** Opening Supplied data block **

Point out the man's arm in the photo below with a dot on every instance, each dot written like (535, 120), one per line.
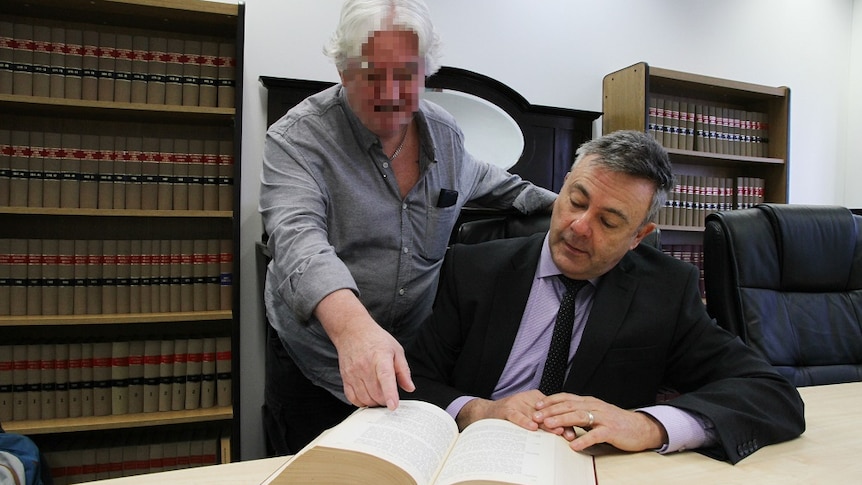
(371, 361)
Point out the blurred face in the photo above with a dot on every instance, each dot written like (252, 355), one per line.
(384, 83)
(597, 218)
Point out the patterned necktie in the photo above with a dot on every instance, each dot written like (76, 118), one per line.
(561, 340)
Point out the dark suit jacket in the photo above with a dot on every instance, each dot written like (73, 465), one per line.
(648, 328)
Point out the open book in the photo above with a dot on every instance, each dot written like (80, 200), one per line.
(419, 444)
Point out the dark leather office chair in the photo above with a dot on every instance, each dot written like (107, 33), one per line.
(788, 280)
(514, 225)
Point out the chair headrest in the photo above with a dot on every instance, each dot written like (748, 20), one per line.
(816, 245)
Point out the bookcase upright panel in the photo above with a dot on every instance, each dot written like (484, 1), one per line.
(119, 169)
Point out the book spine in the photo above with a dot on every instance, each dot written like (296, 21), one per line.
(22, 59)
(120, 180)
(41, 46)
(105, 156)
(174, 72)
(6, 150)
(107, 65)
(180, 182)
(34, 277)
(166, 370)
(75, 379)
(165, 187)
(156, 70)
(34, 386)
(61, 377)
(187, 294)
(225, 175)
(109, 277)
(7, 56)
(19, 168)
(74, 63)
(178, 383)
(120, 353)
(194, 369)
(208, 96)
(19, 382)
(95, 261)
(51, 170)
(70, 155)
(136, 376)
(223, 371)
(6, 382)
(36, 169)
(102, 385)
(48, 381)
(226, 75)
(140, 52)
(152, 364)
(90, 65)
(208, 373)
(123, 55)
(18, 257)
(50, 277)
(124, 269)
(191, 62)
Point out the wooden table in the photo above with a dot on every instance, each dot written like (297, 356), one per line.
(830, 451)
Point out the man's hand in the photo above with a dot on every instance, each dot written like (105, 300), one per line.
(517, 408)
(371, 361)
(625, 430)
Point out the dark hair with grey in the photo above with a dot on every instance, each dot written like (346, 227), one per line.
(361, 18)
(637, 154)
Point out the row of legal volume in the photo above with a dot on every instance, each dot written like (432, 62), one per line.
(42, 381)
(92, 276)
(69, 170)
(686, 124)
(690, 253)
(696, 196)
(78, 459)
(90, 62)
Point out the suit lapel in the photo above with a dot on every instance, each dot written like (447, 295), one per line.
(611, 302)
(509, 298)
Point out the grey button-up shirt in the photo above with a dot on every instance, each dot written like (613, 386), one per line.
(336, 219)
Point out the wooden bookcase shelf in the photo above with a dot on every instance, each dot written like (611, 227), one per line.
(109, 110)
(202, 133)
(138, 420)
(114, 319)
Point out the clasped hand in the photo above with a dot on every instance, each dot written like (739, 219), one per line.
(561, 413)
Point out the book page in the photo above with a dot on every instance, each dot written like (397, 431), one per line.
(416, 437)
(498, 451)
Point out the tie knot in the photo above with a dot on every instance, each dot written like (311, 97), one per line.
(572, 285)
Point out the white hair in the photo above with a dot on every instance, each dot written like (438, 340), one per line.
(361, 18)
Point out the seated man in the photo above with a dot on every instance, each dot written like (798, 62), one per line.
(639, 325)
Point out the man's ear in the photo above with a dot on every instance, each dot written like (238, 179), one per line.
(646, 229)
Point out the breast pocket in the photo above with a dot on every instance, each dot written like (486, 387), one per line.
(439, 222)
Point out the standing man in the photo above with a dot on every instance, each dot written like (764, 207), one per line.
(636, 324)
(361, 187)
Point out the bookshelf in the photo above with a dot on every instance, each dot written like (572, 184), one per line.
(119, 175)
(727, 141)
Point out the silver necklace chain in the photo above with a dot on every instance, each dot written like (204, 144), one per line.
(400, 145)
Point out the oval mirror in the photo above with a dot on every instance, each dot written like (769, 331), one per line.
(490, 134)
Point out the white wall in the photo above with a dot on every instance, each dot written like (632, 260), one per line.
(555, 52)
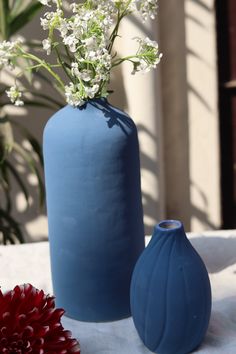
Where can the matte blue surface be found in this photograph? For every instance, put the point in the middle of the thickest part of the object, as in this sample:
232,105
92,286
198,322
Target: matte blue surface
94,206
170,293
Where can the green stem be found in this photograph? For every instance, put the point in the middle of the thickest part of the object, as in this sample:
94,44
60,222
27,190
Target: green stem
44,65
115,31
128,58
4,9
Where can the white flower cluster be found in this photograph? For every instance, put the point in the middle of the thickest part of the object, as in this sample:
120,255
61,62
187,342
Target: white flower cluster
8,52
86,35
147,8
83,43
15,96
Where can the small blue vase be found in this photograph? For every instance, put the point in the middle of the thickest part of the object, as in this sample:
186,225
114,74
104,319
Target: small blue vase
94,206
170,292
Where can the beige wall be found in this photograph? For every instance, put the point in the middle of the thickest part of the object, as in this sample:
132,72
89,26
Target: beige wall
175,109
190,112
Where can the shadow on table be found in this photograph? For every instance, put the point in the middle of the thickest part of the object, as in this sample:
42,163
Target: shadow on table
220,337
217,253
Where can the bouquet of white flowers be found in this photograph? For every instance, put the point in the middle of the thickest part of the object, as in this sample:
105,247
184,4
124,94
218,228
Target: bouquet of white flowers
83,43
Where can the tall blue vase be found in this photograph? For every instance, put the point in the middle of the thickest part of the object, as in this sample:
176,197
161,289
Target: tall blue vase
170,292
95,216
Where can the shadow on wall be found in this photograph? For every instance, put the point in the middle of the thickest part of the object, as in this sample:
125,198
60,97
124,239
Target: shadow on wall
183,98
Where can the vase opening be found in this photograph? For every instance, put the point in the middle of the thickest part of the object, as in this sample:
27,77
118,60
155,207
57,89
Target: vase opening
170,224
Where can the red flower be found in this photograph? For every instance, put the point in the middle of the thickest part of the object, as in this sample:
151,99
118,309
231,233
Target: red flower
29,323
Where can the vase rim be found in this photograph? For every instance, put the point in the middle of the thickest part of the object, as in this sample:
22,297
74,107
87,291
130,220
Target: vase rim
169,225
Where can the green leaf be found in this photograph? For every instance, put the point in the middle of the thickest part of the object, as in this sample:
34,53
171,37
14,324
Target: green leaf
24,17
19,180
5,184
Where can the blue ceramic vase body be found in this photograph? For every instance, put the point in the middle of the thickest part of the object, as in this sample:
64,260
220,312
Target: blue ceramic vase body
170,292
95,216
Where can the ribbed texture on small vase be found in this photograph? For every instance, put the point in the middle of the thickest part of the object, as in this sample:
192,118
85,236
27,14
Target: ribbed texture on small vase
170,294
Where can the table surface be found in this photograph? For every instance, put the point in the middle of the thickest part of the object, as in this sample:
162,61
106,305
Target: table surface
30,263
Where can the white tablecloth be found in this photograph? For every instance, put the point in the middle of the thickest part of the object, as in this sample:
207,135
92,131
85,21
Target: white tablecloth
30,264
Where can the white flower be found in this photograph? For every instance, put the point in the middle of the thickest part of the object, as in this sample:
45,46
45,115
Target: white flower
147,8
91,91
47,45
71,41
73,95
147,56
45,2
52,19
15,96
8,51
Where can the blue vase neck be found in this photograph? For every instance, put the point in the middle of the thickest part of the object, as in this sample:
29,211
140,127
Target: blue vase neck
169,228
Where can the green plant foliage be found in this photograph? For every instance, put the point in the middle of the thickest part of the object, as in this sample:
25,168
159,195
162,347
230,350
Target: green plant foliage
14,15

** Closing Supplied data block **
** Opening Supplied data block **

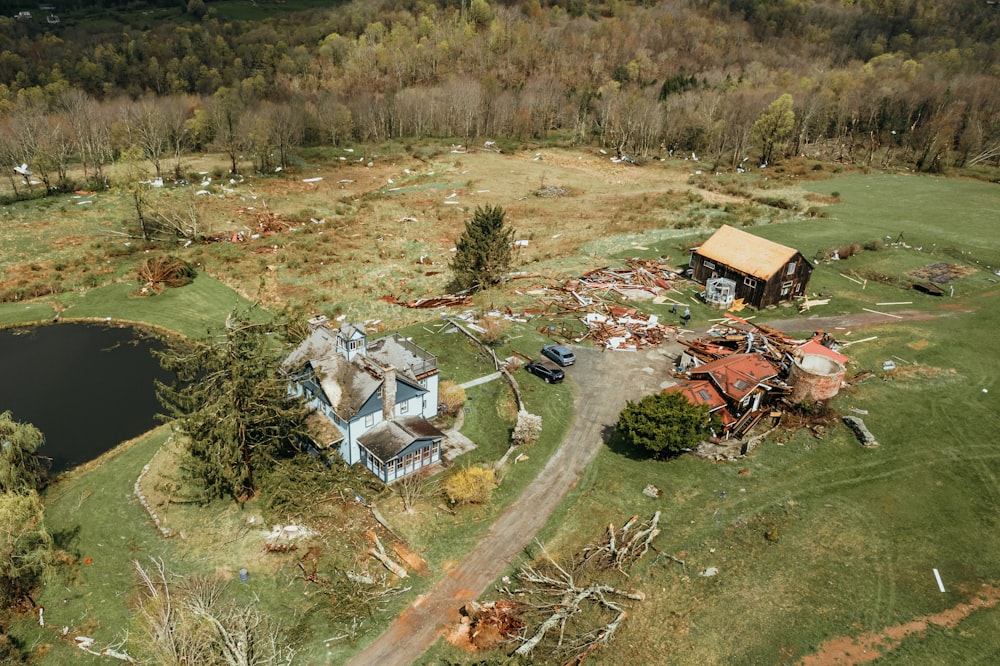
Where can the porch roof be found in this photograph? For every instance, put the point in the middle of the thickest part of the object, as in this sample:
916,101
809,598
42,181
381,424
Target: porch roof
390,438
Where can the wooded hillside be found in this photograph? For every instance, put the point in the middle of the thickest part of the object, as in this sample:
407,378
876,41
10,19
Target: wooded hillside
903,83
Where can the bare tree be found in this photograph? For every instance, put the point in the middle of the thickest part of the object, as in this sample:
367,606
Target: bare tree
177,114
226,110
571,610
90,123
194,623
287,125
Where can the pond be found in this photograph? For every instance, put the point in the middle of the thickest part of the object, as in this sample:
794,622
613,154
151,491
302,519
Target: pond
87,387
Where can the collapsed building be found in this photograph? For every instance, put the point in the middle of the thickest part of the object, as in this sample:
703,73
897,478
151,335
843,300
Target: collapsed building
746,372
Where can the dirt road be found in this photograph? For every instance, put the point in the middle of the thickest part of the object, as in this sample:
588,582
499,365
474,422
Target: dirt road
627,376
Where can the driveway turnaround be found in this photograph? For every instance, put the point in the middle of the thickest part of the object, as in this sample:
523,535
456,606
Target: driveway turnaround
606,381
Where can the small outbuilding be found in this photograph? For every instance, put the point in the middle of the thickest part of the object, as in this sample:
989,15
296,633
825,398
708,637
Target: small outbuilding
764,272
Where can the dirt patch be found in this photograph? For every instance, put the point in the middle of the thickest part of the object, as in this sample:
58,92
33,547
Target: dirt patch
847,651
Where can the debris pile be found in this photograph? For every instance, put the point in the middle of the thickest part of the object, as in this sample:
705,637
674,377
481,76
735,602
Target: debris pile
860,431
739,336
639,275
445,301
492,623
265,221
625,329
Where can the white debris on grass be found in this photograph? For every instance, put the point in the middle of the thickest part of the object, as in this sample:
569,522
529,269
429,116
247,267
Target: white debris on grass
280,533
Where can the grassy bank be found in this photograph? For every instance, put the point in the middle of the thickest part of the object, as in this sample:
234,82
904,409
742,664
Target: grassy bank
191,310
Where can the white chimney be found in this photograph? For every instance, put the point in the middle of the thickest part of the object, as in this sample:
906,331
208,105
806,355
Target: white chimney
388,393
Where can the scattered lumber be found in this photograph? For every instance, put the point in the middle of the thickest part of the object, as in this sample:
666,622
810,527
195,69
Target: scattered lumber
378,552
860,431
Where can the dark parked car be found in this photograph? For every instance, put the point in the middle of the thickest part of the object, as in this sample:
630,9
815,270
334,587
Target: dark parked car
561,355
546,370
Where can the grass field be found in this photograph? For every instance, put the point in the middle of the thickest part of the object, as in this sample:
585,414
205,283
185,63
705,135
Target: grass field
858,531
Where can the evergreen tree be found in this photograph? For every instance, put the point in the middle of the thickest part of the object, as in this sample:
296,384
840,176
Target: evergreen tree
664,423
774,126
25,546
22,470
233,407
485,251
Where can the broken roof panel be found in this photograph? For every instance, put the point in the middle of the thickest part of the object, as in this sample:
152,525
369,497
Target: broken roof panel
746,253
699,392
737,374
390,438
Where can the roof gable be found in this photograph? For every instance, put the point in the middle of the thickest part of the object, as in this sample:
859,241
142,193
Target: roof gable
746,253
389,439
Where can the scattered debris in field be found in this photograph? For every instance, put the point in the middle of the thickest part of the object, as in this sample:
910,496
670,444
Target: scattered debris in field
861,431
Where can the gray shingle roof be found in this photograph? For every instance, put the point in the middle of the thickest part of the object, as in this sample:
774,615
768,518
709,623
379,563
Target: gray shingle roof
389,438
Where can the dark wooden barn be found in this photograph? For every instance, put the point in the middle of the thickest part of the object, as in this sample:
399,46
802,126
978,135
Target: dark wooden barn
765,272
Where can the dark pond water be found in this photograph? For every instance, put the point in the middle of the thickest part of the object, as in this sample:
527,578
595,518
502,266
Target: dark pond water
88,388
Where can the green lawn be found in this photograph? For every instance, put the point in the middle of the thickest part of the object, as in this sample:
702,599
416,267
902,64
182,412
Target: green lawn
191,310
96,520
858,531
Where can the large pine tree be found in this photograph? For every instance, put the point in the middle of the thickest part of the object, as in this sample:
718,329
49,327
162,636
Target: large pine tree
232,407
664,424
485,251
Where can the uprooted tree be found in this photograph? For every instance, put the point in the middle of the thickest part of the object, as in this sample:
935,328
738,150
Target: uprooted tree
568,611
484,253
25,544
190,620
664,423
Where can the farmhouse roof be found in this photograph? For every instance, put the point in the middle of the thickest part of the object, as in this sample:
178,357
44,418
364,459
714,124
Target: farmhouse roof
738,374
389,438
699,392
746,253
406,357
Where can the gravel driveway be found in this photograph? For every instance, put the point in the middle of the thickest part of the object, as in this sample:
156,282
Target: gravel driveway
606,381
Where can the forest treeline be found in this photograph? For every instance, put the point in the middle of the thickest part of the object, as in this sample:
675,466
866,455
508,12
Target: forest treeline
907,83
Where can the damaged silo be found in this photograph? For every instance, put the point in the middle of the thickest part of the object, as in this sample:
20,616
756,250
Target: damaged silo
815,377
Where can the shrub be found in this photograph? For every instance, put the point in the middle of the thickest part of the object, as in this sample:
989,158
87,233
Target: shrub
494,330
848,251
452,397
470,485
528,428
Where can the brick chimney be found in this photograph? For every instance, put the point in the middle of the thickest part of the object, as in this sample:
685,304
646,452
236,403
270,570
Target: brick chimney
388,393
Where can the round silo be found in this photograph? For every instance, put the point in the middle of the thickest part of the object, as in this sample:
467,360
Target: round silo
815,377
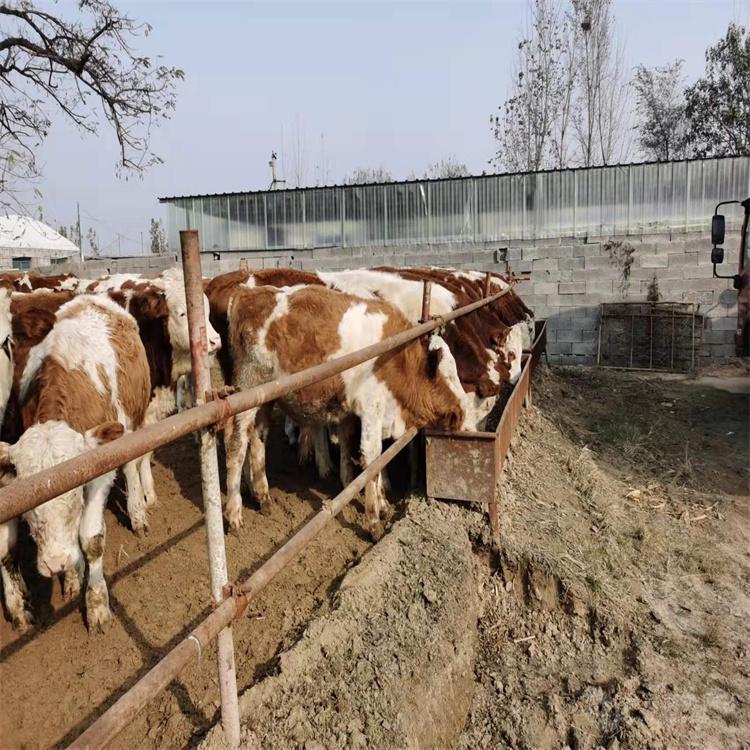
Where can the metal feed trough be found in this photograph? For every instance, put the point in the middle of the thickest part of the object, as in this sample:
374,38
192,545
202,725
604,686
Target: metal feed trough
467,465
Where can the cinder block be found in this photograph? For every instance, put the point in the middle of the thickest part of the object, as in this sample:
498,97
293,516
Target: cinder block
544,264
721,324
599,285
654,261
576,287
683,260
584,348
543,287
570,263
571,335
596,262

** Closing Supplied data block **

What are the lines above, starting at the one with "Where can the bare" and ending at the one with "Where can the collapsed"? Give them again exactly, and only them.

Where can the bare tree be found in this photograph? For every instance, put the point in the middle of the thickest part of the object, as in this sample:
367,606
Target: bare tree
177,114
226,110
571,610
90,123
194,623
287,125
Where can the pond be found in this photograph? For every instance, put the point in the middle of the thickest part of the object, as in this sample:
794,622
613,154
151,491
302,519
Target: pond
87,387
Where can the collapsed building be found in this photograph? For every instance, put the point in the middle of the thickest part of the object, as in this sample:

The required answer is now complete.